**EXERCISE DETAILS**:
Copy out the entries exactly, and wherever a picture appears, leave it out.

**Point-per-instance localization data**:

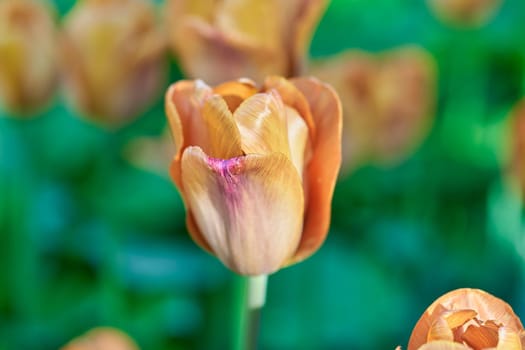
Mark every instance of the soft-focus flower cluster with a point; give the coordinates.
(103, 338)
(113, 58)
(388, 102)
(465, 12)
(468, 319)
(256, 167)
(229, 39)
(28, 69)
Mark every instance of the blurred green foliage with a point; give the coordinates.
(86, 239)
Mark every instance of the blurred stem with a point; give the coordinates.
(252, 301)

**RESPONSE TO THE TASK**:
Mark every instance of the soft-focus flower cluster with a point; give the coordinates.
(103, 338)
(113, 58)
(388, 102)
(465, 12)
(468, 319)
(256, 167)
(229, 39)
(28, 69)
Mark every instance of the blurred green foliage with a point; give the coordinates.
(86, 239)
Mark every instance of the blurred stem with a point; give the coordinates.
(252, 301)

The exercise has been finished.